ACTIVITY => Run through the records and, wherever a line holds the word "sought", return that line.

DATA =>

--------------------------------

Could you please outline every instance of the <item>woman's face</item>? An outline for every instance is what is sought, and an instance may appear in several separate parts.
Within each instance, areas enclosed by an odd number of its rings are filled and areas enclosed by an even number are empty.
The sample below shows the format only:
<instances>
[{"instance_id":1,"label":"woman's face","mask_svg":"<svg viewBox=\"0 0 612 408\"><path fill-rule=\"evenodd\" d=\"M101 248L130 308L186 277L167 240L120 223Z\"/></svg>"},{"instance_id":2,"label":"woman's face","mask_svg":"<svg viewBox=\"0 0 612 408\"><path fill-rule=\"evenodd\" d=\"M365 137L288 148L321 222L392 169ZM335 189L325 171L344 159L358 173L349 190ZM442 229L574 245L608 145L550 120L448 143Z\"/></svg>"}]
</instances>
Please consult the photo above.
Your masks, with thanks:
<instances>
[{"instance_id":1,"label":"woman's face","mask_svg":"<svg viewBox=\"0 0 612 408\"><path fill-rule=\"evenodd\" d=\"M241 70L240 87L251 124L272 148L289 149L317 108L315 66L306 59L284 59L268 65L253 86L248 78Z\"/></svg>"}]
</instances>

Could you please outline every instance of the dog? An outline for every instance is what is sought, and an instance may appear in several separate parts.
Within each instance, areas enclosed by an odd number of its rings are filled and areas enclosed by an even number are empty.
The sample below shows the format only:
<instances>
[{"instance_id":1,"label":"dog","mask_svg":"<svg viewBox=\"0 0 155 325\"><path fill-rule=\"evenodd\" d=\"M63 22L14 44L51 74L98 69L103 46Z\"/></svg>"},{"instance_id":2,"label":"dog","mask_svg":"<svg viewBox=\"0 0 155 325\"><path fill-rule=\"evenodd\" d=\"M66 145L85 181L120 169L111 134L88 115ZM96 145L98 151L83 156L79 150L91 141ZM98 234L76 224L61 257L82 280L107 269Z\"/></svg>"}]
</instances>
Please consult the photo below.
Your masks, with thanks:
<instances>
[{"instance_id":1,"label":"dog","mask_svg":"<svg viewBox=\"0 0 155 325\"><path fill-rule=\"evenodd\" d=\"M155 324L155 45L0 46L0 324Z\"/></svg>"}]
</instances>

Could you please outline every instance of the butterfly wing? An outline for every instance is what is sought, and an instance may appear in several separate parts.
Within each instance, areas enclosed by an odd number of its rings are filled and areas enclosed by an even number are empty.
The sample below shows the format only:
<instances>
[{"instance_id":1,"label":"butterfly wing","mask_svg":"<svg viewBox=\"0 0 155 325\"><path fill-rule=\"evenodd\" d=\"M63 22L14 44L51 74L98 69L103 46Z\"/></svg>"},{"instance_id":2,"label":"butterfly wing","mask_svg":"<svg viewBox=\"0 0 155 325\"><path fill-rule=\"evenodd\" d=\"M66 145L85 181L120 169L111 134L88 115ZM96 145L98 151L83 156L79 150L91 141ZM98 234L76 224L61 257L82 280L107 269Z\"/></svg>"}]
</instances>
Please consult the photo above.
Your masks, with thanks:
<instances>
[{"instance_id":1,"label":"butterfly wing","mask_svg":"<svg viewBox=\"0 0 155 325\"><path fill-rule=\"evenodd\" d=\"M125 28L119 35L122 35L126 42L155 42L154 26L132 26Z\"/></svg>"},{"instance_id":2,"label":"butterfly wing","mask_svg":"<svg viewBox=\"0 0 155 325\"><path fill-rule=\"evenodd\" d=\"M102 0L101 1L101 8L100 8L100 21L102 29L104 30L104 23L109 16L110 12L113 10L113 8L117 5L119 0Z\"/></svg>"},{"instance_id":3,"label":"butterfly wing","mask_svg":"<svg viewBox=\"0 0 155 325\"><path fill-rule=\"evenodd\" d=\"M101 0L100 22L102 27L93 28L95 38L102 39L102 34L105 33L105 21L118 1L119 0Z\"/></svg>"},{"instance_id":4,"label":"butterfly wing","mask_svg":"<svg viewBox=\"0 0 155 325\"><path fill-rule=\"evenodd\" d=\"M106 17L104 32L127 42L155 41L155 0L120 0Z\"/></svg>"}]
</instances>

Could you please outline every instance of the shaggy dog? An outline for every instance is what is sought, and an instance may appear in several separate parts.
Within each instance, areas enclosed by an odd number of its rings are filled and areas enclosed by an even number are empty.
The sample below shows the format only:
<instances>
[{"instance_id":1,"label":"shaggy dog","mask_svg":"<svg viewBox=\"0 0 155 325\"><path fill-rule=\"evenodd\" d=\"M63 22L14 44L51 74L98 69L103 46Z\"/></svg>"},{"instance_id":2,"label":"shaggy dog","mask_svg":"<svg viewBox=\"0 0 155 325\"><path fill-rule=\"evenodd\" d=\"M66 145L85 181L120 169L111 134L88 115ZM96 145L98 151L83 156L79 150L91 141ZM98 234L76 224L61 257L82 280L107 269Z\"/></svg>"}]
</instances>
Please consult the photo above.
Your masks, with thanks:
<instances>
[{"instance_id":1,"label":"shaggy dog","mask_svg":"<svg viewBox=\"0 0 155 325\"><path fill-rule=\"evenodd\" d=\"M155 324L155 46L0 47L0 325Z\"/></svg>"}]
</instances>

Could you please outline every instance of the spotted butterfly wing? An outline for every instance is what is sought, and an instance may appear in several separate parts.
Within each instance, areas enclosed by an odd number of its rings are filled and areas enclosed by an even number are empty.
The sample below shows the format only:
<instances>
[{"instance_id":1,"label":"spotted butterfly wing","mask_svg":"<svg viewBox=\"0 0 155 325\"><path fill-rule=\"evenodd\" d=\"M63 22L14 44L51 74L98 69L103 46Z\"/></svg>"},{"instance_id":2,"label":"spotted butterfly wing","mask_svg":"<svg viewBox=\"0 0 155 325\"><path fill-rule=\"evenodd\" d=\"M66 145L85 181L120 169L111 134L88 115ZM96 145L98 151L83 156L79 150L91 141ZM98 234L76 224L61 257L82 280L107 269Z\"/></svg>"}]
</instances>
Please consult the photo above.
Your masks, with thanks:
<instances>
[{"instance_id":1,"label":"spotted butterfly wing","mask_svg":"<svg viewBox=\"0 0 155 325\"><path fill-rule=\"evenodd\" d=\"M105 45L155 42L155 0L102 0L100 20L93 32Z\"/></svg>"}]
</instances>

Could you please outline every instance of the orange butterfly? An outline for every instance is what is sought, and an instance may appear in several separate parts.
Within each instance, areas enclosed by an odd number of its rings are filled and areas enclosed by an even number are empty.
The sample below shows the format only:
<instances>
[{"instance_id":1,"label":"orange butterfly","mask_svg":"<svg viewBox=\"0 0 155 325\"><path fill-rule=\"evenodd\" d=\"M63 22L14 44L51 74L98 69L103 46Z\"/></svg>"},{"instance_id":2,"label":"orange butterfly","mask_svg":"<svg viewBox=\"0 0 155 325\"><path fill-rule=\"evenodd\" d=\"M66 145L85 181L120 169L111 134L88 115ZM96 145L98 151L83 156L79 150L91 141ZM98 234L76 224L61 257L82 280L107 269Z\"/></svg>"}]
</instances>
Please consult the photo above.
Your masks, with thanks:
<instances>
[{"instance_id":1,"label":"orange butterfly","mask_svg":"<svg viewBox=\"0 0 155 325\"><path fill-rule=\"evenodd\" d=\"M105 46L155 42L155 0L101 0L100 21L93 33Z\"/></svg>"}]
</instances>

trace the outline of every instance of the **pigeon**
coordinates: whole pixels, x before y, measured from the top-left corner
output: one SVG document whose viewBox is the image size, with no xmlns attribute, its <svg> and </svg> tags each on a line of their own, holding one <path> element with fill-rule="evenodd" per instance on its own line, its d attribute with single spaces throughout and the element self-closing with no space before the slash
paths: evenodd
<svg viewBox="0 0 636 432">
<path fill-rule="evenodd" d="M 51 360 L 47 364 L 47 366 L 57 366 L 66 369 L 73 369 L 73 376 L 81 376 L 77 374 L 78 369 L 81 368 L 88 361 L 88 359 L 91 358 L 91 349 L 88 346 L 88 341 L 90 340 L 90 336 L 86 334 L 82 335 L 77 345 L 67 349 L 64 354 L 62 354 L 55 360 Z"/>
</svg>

--------------------------------

TASK RESPONSE =>
Could you please outline every instance of the <item>woman's face</item>? An outline for every instance is what is sought, and an instance may appear in several separate parts.
Could you please outline every instance of the dog? An outline for every instance is what is sought, and an instance may appear in several separate parts.
Could you please outline every instance of the butterfly wing? An outline for every instance is what is sought, and an instance may appear in several separate parts.
Could you please outline every instance of the shaggy dog? An outline for every instance is what is sought, and an instance may appear in several separate parts.
Could you please outline every instance of the spotted butterfly wing? An outline for every instance is what is sought, and an instance may appear in several separate parts.
Could you please outline every instance of the orange butterfly? An outline for every instance is what is sought, and an instance may appear in several separate parts.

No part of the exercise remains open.